Jay-Z told the FT that Armand de Brignac did not ‘lean on fame to sell the product. We’ve built it through passion and integrity’ © Kevin Mazur/Getty

Luxury giant LVMH has teamed up with Jay-Z to expand the champagne house he owns in a bet that the maker of Veuve Clicquot and Krug can help the rapper’s high-end bubbly Armand de Brignac go global.

The 51-year-old musician and entrepreneur announced on Monday that he had sold half of his champagne company to Moët Hennessy for an undisclosed price.

The deal caps a successful run for the rapper with Armand de Brignac, who touted its “gold bottles of that Ace of Spade” in a 2006 music video before acquiring the company in 2014. Through savvy marketing tinged with hip-hop glitz, the brand grew to sell 500,000 bottles in 2019, which are usually priced from $300 to $950 with specially made vintages costing $100,000.

Jay-Z, whose given name is Shawn Carter, said Moët Hennessy was the “natural partner” to take Armand de Brignac to “the next level of taste and distribution”.

“We want the brand to outlast all of us,” said the 22-time Grammy winner in an interview over Zoom from his California home.

The tie-up is the latest in a string of deals between celebrities and spirits and wine companies eager to exploit the higher-priced, “prestige” end of the market. Diageo bought Canadian actor Ryan Reynolds’ minority-owned Aviation Gin brand and three other spirits for $610m last year, and in 2017 it bought George Clooney’s Casamigos tequila for $1bn.

▸ Your goal: Check each statement against the article on Jay-Z's champagne deal, answering yes or no and quoting the deciding words: (a) Jay-Z sold half of his champagne company to Moët Hennessy. (b) Jay-Z owned Armand de Brignac by the time of the 2006 music video. (c) Diageo paid $610m for George Clooney's Casamigos tequila.

Records taken from a dataset
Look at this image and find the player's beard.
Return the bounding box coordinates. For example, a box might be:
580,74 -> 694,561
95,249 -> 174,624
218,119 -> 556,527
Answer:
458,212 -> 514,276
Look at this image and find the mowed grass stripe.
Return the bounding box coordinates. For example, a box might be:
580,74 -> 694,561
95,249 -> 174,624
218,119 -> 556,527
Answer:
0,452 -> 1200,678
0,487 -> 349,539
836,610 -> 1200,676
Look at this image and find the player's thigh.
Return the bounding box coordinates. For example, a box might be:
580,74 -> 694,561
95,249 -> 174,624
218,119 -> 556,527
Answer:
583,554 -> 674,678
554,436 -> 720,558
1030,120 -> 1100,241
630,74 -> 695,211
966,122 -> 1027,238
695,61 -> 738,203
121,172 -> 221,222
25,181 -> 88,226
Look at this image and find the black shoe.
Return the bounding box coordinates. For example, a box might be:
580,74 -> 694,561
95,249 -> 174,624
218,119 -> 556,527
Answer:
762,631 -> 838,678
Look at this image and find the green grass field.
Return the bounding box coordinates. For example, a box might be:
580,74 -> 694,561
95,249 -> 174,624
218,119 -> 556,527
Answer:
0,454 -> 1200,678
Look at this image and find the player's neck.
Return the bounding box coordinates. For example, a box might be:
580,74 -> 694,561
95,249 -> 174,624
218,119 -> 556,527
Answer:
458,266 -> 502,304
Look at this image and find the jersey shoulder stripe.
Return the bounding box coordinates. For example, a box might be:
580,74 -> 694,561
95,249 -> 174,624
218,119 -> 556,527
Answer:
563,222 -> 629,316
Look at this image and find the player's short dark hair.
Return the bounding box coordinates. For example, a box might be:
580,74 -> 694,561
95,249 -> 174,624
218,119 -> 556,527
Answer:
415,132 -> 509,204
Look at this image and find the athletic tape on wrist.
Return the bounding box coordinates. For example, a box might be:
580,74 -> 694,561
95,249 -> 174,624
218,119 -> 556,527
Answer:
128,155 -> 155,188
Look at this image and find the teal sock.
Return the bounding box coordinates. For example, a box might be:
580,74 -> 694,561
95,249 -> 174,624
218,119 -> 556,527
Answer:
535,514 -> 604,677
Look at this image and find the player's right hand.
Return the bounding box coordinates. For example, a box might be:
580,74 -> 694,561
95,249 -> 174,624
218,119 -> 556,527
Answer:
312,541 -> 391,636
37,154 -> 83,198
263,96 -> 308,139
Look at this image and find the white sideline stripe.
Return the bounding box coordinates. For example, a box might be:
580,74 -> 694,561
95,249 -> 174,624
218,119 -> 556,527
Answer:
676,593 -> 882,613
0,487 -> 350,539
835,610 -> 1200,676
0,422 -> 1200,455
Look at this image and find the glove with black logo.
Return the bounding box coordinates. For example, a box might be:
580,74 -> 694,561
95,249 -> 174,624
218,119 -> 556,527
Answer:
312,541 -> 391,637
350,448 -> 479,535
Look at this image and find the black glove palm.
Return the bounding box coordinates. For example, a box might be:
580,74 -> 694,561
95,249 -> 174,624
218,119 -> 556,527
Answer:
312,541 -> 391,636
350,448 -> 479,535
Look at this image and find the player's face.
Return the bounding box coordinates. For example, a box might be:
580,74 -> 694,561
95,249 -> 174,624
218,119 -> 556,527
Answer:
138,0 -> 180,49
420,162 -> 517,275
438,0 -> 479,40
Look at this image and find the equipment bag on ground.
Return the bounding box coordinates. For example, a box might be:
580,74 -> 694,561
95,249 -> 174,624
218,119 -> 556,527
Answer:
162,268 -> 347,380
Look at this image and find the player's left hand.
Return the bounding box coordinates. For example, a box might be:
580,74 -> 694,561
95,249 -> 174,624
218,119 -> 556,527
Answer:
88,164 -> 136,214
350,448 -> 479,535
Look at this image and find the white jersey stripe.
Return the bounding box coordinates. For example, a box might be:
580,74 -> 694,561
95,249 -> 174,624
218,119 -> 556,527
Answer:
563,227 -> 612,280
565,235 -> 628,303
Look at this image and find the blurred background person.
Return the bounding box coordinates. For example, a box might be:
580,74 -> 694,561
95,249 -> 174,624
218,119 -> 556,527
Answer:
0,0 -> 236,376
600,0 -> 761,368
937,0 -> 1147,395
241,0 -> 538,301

▸ Worked solution:
(a) Yes: "he had sold half of his champagne company to Moët Hennessy for an undisclosed price"
(b) No: "touted its “gold bottles of that Ace of Spade” in a 2006 music video before acquiring the company in 2014"
(c) No: "in 2017 it bought George Clooney’s Casamigos tequila for $1bn"